◆ DESCRIPTION OF THE TASK: With the exception of the pictures, transcribe the entire listing exactly.

◆ SUPPLIED MATERIAL:

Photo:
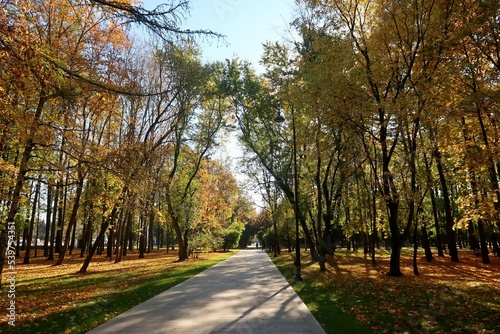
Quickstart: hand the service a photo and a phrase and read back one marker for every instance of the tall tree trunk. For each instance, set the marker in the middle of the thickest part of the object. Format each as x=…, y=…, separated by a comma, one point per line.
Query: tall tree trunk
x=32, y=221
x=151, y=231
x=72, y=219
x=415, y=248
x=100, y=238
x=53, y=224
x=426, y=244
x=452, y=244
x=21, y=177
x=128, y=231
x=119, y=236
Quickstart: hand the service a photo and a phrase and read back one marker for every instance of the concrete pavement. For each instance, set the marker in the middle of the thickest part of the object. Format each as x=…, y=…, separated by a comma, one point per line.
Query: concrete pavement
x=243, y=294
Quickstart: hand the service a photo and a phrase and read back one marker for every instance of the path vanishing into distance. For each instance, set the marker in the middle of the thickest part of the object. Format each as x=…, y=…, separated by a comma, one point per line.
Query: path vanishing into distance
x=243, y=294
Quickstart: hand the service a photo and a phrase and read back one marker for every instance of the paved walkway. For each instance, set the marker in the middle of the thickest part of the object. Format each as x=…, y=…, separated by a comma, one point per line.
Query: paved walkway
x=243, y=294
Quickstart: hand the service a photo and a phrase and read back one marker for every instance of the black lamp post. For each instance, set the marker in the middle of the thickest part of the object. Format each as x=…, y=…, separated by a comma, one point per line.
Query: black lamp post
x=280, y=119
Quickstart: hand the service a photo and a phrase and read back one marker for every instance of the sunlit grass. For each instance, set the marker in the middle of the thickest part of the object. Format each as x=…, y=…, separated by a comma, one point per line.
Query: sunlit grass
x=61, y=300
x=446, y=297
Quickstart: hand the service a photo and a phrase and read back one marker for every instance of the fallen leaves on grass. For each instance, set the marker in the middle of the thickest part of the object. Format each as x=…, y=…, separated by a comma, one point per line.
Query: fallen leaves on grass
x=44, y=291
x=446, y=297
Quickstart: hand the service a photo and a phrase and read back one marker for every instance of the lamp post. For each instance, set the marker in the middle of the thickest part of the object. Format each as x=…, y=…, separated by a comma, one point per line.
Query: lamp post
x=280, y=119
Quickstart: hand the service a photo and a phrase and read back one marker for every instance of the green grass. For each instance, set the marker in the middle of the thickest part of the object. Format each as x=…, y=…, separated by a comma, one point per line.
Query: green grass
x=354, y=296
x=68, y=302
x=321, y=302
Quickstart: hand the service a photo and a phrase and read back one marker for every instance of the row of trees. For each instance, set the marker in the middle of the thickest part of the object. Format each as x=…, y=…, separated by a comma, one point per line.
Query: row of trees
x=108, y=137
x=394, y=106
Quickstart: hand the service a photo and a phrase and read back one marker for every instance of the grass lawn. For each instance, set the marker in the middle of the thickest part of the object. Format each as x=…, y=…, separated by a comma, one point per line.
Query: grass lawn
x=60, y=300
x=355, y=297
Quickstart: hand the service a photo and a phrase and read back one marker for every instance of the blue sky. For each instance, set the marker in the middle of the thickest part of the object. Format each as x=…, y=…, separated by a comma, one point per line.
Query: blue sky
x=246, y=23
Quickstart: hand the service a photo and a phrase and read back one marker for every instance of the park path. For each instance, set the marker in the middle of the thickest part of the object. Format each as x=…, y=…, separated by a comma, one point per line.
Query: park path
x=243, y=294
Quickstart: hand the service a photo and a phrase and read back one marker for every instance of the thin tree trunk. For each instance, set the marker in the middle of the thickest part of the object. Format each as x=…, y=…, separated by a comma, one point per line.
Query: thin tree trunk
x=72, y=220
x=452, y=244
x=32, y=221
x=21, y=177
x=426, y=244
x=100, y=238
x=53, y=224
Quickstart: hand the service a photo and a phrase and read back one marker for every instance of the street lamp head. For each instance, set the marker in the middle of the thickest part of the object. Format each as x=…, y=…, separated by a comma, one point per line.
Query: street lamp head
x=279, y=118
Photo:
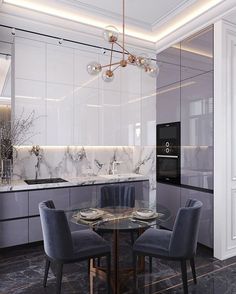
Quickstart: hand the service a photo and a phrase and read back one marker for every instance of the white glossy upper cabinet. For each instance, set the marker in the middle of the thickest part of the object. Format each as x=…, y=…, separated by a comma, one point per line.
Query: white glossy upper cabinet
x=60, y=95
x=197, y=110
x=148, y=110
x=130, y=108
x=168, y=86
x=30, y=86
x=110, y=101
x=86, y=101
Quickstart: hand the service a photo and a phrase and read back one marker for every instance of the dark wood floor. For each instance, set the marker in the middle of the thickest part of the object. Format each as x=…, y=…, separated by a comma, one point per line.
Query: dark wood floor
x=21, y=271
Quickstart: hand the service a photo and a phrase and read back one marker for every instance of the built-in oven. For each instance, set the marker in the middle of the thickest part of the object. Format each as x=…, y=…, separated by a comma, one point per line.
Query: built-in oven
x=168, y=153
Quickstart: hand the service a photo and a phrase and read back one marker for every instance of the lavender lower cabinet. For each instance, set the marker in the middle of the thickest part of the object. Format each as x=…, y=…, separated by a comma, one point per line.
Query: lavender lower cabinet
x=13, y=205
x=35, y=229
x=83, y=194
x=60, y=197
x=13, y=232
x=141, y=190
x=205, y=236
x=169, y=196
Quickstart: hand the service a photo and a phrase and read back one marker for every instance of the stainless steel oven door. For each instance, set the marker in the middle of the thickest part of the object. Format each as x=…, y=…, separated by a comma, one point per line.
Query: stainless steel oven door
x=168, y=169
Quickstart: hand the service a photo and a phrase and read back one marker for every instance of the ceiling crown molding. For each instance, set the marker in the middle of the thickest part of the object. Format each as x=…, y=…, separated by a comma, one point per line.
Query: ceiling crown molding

◆ WRITTEN RESPONSE:
Photo:
Quickstart: hand the service a photo and a phrase and read back one marker for every instance of the tall tree trunk. For each instance, set the marker in the middle of the thickest part of the object. Format each as x=…, y=…, separated by a comma, one point per line.
Query: tall tree trunk
x=32, y=221
x=151, y=231
x=72, y=219
x=415, y=248
x=100, y=238
x=53, y=224
x=426, y=244
x=452, y=244
x=21, y=177
x=128, y=231
x=119, y=236
Quickstart: hand the service a photo and a phrase and read back one marker for every instance of the concrete pavement. For each instance, set the marker in the middle of the thickest part of the object. Format each as x=…, y=…, separated by a comma, one point per line.
Query: concrete pavement
x=243, y=294
Quickstart: hand the service a photo and a phrase and read back one marker for every instance of the path vanishing into distance. For each instance, set the marker in the middle of the thickest part of the object. Format each as x=…, y=…, separated by a comma, one point per line.
Query: path vanishing into distance
x=243, y=294
Quickstart: hand the service a photo and a phrase and read back one marker for every instance of the paved walkway. For each instance, set the marker in the middle of the thickest part of the object. Format each as x=…, y=…, separated by a comma, one point per line.
Query: paved walkway
x=243, y=294
Quickstart: hand the service a photo and a phrase and read back one marker for every instance of the black lamp post. For each instance, set the marker in the middle of the thickest part of the object. Format each as x=…, y=…, separated by a comma, one point per line.
Query: black lamp post
x=280, y=119
Quickstart: hand the service a photo and a phrase and read back one marker for every instance of the sunlit grass. For each instance, set the marker in the middle of the thickest part of the object. Format each as x=…, y=…, separated by a comma, one point per line.
Query: sunlit grass
x=61, y=300
x=446, y=297
Quickstart: hand the service a photo and a phrase and read back one marker for every instance of the fallen leaves on grass. For each instance, set the marker in the middle of the thickest part of the object. Format each as x=…, y=…, separated by a comma, one point per line.
Query: fallen leaves on grass
x=44, y=291
x=446, y=297
Quickstart: hand the service a photo and a phrase and read back one marker for every instance of the lamp post. For each instance, set the marker in the middle of the thickest part of the object. Format each as x=…, y=…, separated by a comma, one point per line.
Query: lamp post
x=280, y=119
Quickstart: hand the service a photo and a phrase and read back one marker for every instance of the green grass. For each instance, set the marker in the middle of the thickest part of the object. Format each as x=…, y=…, separated by a comma, one point per line.
Query: green grass
x=354, y=296
x=68, y=302
x=321, y=302
Quickstart: hand the service a photo and a phrase and read back one marker for every instance of the row of trees. For each instance, set the marker in the middle of the thickest part of the object. Format each as x=…, y=…, separated by a comma, one point per line.
Query: row of trees
x=108, y=137
x=394, y=106
Quickstart: hand the service a photo and a phrase and read back one marker for every instance of the grass lawn. For each instance, set the marker in the middle of the thickest part of the object. Format each as x=…, y=…, separated by a comma, one point per line.
Query: grass lawn
x=60, y=300
x=355, y=297
Quickstart: hand the service a photo and a phrase and read back one marker for every instance of the blue sky. For each instance, set the marker in the middle of the thickest part of the object. Format each as x=…, y=…, separated by a comma, one point per line.
Query: blue sky
x=246, y=23
Quickstart: hand the service a photo and a phrase and read back one marker for every instance of the park path. For each instance, set the marker in the middle of the thickest part of the object. Format each as x=…, y=…, separated by a comma, one point per line.
Query: park path
x=243, y=294
Quickstart: hand the service a photo and a phrase and read back one marker for every instance of the thin tree trunk. For each instance, set the marker in the middle of the thickest part of the object. Format each as x=…, y=…, separated by a comma, one point per line.
Query: thin tree trunk
x=72, y=220
x=452, y=244
x=32, y=221
x=21, y=177
x=426, y=244
x=100, y=238
x=53, y=224
Quickstart: hand the service a photo and a phrase and read back one marker for every instance of the street lamp head. For each instance, set the marker in the middle of the thickest part of the object. Format each as x=…, y=…, separated by a comma, one point per line.
Query: street lamp head
x=279, y=118
Photo:
Quickstart: hand the service a photo and a phrase and read back one marker for every instance of the white glossy upper cabinet. For each instance, set the marker in the middle of the thickest part of the object. Format each as x=…, y=…, separated by a comma, one point per line.
Query: white glossy upper cabinet
x=60, y=95
x=197, y=110
x=148, y=110
x=130, y=108
x=168, y=86
x=30, y=86
x=110, y=101
x=86, y=101
Quickstart: hand the service a photo and a phrase and read back one marker for every instance of the dark wood floor. For each instance, set the marker in the middle of the thickest part of the object. Format each as x=…, y=…, separated by a comma, one point per line.
Query: dark wood floor
x=21, y=271
Quickstart: hand the service a photo and a phrase and read back one marker for every instance of the built-in oven. For each instance, set the marker in the middle of the thickest part of the object. Format each as x=…, y=…, separated by a comma, one point per line.
Query: built-in oven
x=168, y=153
Quickstart: hand the service a photo and a phrase and read back one marker for every instance of the lavender lower cabinet. For each instance, set the marker in the middle of the thickest part of the object. Format each as x=…, y=…, separated by a comma, one point per line.
Query: lavender lower cabinet
x=13, y=205
x=35, y=229
x=83, y=194
x=60, y=197
x=13, y=232
x=141, y=190
x=205, y=236
x=169, y=196
Quickstart: hand the service a photo and a phrase and read back one marker for every instance of the stainless steel oven door. For each instance, set the marker in the middle of the thickest part of the object. Format each as x=…, y=…, separated by a comma, one point per line.
Query: stainless steel oven door
x=168, y=169
Quickstart: hand the service a photo and a phrase and read back one marker for every instance of the ceiling crown molding. For each instance, set the marker in the middle of the thickest part of the object. Format each as x=…, y=…, separated by a comma, one point per line.
Query: ceiling crown molding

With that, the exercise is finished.